DOCUMENT EXTRACT.
Reputation: 31
I wanted to exclude rows with participants who show error rates above 15% When I look at the error rate of participant 2, it is for example 2,97%
semdata[2,"error_rate"]
[1] "2,97"
But if I run this ifelse-statement, many participants get excluded that don´t display error rates (but others not, which is correct).
15% (e.g., this participant 2).
for(i in 1:NROW(semdata)){
#single trial blocks
ifelse((semdata[i,"error_rate"] >= 15),print(paste(i, "exclusion: error rate ST too high",semdata[i,"dt_tswp.err.prop_st"])),0)
ifelse((semdata[i,"error_rate"] >= 15),semdata[i,6:NCOL(semdata)]<-NA,0)
#dual-task blocks
# ifelse((semdata[i,"error_rate"] >= 15),print(paste(i, "exclusion: error rate DT too high")),0)
# ifelse((semdata[i,"error_rate"] >= 15),semdata[i,6:NCOL(semdata)]<-NA,0)
}
[1] "1 exclusion: error rate ST too high 6,72"
[1] "2 exclusion: error rate ST too high 2,97"
[1] "7 exclusion: error rate ST too high 2,87"
[1] "9 exclusion: error rate ST too high 5,28"
...
What am I doing wrong here?
Upvotes: 0
Views: 74
Reputation: 388982
You are comparing strings here.
"6,72" > 15
#[1] TRUE
You should convert the data to numeric first before comparing which can be done by using sub
as.numeric(sub(",", ".", "6,72"))
#[1] 6.72
This can be compared with 15.
as.numeric(sub(",", ".", "6,72")) > 15
#[1] FALSE
For the entire column you can do -
semdata$error_rate <- as.numeric(sub(",", ".", semdata$error_rate))
Upvotes: 1

DATASET EXCERPT.
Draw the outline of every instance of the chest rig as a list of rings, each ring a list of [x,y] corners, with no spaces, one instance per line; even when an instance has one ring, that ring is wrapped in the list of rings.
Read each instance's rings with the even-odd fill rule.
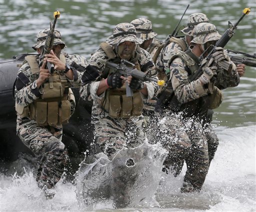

WHAT THE EXERCISE ASKS. Rewrite the part of the forum thread that opens with the words containing "Reputation: 31" and closes with "which is correct).", changing "participants" to "subjects".

WORKED ANSWER.
Reputation: 31
I wanted to exclude rows with subjects who show error rates above 15% When I look at the error rate of participant 2, it is for example 2,97%
semdata[2,"error_rate"]
[1] "2,97"
But if I run this ifelse-statement, many subjects get excluded that don´t display error rates (but others not, which is correct).